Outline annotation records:
..............................
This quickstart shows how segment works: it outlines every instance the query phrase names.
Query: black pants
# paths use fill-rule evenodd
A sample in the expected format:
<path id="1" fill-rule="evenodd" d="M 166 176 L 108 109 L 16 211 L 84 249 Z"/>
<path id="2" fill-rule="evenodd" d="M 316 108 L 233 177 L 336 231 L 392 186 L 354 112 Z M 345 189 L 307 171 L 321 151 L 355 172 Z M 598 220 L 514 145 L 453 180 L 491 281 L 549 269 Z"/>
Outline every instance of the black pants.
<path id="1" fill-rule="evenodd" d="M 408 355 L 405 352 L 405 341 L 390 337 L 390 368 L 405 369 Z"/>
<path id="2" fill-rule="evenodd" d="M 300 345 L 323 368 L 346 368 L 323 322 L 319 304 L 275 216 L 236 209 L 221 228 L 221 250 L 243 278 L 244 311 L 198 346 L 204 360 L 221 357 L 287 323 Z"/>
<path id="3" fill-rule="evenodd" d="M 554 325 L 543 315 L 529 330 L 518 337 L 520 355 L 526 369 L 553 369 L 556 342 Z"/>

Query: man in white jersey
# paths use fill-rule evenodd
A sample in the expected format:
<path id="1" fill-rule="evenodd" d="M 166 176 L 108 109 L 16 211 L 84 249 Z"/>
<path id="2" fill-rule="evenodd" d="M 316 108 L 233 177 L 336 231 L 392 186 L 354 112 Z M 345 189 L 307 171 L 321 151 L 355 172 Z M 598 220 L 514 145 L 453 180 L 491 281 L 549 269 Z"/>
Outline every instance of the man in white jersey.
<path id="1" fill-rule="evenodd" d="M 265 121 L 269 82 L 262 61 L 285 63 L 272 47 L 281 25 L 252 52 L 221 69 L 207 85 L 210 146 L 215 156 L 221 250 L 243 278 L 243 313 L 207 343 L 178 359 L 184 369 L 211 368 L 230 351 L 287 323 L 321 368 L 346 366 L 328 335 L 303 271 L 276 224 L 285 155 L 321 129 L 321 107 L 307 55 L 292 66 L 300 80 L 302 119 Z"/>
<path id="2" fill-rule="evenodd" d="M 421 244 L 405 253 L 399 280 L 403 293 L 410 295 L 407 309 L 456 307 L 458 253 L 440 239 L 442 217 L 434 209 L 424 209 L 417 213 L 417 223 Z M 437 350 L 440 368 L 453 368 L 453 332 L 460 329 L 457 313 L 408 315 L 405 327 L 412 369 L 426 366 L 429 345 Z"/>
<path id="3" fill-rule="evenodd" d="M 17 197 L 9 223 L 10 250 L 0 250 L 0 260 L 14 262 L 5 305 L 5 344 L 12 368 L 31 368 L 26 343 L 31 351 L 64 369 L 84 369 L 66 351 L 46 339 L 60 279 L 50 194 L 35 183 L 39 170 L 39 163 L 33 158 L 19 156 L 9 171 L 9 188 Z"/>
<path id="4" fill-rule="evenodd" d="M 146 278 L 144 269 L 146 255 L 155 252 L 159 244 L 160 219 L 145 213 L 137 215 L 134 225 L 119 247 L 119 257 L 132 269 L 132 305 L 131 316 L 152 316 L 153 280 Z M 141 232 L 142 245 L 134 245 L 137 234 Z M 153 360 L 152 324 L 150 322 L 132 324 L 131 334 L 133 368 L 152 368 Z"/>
..............................
## GIVEN PROBLEM
In the entries above, take the line containing "Query: man in white jersey" and each later line through the last, and repeat them exactly. Output nothing else.

## COMPLETE OUTPUT
Query: man in white jersey
# paths use fill-rule evenodd
A sample in the expected format:
<path id="1" fill-rule="evenodd" d="M 166 176 L 108 109 L 16 211 L 84 249 Z"/>
<path id="2" fill-rule="evenodd" d="M 316 108 L 233 177 L 336 231 L 392 186 L 354 112 Z M 345 189 L 307 171 L 321 151 L 355 172 Z M 598 220 L 514 145 L 453 180 L 491 281 L 549 269 Z"/>
Outline every instance of the man in white jersey.
<path id="1" fill-rule="evenodd" d="M 265 121 L 269 82 L 262 61 L 285 63 L 272 47 L 281 25 L 252 52 L 221 69 L 207 85 L 210 146 L 215 156 L 221 250 L 243 278 L 243 313 L 207 343 L 178 359 L 184 369 L 211 368 L 230 351 L 287 323 L 321 368 L 346 366 L 328 335 L 303 271 L 276 224 L 285 155 L 321 129 L 321 107 L 307 55 L 292 66 L 300 80 L 302 119 Z"/>
<path id="2" fill-rule="evenodd" d="M 421 244 L 405 253 L 399 280 L 403 293 L 410 295 L 407 309 L 456 307 L 458 253 L 440 239 L 442 217 L 434 209 L 424 209 L 417 213 L 417 223 Z M 437 350 L 440 368 L 453 368 L 453 332 L 460 329 L 457 313 L 408 315 L 405 327 L 412 369 L 426 366 L 429 345 Z"/>
<path id="3" fill-rule="evenodd" d="M 17 197 L 9 223 L 10 250 L 0 250 L 0 260 L 14 262 L 5 305 L 5 344 L 12 368 L 31 368 L 26 343 L 31 351 L 64 369 L 84 369 L 66 351 L 46 339 L 60 279 L 50 194 L 35 183 L 39 170 L 39 163 L 33 158 L 19 156 L 9 171 L 9 188 Z"/>
<path id="4" fill-rule="evenodd" d="M 146 278 L 144 269 L 146 255 L 155 252 L 159 244 L 160 219 L 145 213 L 137 215 L 134 225 L 119 247 L 119 257 L 132 269 L 132 305 L 131 316 L 152 316 L 153 280 Z M 141 232 L 142 245 L 134 245 L 137 234 Z M 153 360 L 152 324 L 150 322 L 132 324 L 131 334 L 133 368 L 152 368 Z"/>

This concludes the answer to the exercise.